→ **TEXT BLOCK**:

Background: Emergency room overcrowding is a national crisis largely attributed to high volumes of admitted patients awaiting beds in the Emergency Department (1). Studies have shown that ED overcrowding delays care for all patients, increases length of stay, and reduces overall quality of care (2). Contributing to this are potentially unnecessary floor admissions. With the success of observation units in providing efficient care, there remain opportunities for admitted patients with anticipated early discharges. Hospitalist oversight of admitted patients in the ED can improve throughput by identifying those patients needing expedited testing or review to enable discharge directly from the ED, thereby reducing bed utilization. We developed a workflow to identify and allocate resources towards discharges for patients on hospital day one, who could otherwise have remained hospitalized for numerous days after.

Purpose: To optimize hospital bed resource utilization through a prospective real-time review of admitted patients awaiting inpatient beds in the Emergency Department via a multidisciplinary approach.

Description: A hospitalist-led, multidisciplinary round occurs daily in the ED holding area which contains admitted patients awaiting hospital beds. A hospitalist physician advisor, case management, nurse practitioner or physician assistant, nurse manager are present. Each independently reviews the list and discusses findings during rounds with the focus on patients where reason for admission is tenuous or likely to be resolved that day, predicting patients who can be safely discharged that day. Bed holds are placed on those patients by the logistics team. A HIPAA compliant group chat is created daily to review obstacles and give updates, including removing the holds if new information necessitates. Code 44 Medicare downgrades are also reviewed and communicated via the chat. Tracking this process from March through November 2021, we reviewed 356 patients placed on bed holds. 45% of identified patients during rounds were successfully discharged that day. Leading diagnoses for patients able to have expedited discharge were chest pain, falls, and musculoskeletal pain. Reasons why discharge failed were tracked to see if there were any remediable delays or institutional barriers to discharge that could be addressed. Anemia, pending psychiatric disposition, and arrhythmia had the highest discharge rate when holds were placed. All data is shared regularly between hospital medicine and emergency medicine departments in a monthly collaborative to optimize the admission process and identify opportunities to better standardize care for these diagnoses.

Conclusions: A daily, physician-led multidisciplinary rounds in ED holding can successfully identify a significant portion of admitted patients able to be discharged that day in order to relieve overcrowding and improve throughput. Data from this process can then be mined for opportunities in joint ED/inpatient throughput initiatives.

→ **MATERIAL SHOWN**:
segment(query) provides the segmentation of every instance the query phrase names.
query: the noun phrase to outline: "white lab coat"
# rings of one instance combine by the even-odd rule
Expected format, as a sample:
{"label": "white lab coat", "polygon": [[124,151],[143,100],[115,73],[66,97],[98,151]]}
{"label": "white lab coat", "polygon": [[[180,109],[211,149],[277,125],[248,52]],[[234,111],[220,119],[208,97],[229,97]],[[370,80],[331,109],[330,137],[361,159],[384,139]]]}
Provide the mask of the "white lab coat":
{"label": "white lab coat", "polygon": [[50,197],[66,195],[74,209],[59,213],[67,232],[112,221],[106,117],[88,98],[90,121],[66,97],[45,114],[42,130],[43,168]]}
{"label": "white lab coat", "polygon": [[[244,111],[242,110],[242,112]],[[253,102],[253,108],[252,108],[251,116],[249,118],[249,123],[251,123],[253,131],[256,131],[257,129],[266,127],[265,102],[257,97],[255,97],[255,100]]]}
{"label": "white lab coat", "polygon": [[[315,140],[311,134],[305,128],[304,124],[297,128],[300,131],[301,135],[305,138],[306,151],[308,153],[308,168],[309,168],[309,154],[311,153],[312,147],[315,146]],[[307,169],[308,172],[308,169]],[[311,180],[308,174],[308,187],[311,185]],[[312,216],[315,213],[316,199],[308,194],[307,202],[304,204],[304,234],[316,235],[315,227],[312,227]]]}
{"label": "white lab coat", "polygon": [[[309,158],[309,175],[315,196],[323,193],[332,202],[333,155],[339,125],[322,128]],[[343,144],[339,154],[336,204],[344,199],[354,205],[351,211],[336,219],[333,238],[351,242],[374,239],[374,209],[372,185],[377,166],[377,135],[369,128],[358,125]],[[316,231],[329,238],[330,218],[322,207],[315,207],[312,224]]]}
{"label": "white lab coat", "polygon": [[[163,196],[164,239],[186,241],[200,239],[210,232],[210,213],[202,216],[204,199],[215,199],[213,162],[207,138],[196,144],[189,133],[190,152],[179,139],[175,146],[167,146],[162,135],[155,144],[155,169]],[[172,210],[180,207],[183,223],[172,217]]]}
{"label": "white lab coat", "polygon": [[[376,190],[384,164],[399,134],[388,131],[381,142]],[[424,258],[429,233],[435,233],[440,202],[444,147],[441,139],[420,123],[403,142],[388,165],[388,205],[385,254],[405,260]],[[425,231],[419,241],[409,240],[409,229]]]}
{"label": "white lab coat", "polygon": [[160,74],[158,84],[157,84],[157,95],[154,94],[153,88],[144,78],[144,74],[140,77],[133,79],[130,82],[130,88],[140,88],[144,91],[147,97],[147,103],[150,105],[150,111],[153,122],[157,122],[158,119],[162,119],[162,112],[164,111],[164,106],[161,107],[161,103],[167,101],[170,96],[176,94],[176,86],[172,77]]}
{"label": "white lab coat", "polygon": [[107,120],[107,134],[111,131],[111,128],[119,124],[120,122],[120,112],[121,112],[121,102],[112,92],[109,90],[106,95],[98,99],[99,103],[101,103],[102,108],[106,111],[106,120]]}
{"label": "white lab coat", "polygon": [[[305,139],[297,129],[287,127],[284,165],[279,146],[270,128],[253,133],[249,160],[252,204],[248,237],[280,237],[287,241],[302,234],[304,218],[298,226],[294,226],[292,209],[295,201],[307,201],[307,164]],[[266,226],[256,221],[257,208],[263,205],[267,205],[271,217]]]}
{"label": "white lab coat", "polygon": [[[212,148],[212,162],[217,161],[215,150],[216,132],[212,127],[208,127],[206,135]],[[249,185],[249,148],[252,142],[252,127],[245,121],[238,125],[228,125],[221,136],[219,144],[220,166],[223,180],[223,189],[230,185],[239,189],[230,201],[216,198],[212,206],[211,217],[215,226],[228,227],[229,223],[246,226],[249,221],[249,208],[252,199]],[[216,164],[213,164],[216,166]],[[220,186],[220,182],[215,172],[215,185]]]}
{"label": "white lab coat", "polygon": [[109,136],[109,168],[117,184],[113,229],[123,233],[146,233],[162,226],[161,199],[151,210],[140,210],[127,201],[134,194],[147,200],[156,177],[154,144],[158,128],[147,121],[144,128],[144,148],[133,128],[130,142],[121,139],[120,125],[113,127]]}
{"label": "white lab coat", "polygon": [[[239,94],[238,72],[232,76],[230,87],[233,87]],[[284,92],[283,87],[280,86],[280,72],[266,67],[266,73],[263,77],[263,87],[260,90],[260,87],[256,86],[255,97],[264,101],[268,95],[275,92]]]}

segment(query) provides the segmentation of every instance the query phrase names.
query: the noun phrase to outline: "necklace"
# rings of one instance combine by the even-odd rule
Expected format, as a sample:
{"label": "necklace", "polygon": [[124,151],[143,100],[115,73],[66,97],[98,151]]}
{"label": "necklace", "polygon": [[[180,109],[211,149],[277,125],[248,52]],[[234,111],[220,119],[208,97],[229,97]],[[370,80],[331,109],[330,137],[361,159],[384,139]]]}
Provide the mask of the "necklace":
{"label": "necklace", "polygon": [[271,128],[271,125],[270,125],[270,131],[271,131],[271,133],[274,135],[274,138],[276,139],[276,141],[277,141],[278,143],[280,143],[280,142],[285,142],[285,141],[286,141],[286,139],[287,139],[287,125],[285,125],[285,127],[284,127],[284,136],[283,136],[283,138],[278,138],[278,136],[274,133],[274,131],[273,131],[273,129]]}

--

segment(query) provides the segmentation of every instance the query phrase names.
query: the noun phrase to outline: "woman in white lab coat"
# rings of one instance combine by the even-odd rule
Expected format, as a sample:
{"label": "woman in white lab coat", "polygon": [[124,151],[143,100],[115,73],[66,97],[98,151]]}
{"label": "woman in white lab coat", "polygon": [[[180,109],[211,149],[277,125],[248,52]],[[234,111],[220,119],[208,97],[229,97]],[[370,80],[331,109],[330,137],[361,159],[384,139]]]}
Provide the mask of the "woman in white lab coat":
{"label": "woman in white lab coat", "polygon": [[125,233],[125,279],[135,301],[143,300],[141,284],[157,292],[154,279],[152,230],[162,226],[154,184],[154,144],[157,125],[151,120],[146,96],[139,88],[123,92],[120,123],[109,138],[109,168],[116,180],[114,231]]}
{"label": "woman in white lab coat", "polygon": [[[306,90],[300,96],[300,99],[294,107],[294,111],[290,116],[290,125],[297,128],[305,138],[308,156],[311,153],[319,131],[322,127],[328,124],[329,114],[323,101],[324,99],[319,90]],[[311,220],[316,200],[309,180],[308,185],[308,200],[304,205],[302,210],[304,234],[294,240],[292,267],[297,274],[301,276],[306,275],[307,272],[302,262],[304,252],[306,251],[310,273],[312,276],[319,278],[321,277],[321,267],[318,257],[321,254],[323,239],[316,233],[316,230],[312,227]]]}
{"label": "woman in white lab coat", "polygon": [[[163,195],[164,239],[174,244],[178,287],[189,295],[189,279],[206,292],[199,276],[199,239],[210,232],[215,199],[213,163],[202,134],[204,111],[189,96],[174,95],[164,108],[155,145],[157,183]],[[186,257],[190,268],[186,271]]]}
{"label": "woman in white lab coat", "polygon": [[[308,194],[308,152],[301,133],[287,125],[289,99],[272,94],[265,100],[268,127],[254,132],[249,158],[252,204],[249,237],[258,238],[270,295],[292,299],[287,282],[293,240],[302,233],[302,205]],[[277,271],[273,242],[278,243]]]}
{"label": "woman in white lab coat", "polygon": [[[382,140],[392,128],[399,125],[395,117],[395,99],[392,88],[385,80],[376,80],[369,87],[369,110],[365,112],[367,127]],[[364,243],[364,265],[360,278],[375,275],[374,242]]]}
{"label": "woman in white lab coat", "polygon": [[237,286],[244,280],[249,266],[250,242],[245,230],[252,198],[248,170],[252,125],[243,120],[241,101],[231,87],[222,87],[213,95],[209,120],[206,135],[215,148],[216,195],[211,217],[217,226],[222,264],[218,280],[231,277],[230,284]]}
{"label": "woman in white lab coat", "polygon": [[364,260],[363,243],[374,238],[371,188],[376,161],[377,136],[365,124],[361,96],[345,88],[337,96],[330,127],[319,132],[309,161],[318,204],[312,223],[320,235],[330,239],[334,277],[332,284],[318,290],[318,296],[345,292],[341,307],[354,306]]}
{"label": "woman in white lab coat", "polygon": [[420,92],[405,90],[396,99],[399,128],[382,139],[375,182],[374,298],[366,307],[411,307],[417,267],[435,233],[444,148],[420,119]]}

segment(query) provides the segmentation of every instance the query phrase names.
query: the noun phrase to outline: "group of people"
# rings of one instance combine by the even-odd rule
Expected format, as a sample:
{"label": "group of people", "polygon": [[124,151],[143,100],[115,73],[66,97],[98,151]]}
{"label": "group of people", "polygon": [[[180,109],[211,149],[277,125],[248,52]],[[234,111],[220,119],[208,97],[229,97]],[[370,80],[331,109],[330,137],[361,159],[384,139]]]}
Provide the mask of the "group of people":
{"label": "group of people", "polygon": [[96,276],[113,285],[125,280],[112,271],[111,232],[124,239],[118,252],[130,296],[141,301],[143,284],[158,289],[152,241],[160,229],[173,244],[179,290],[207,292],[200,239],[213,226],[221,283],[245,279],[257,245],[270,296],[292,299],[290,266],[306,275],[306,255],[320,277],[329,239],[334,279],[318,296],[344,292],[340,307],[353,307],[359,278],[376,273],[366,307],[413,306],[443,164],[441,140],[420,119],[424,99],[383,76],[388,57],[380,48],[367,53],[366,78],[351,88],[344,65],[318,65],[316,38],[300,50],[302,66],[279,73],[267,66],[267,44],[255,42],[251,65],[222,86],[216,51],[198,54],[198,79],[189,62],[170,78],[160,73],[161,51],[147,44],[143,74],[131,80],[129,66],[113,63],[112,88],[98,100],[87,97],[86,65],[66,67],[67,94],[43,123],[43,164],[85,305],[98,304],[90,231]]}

→ **ASSIGNMENT**:
Rewrite the abstract on emergency department holding rounds, starting with "Purpose: To optimize" and going on through "a multidisciplinary approach.", with "prospective real-time review" replaced by "prospective daily review".

→ **RESPONSE AREA**:
Purpose: To optimize hospital bed resource utilization through a prospective daily review of admitted patients awaiting inpatient beds in the Emergency Department via a multidisciplinary approach.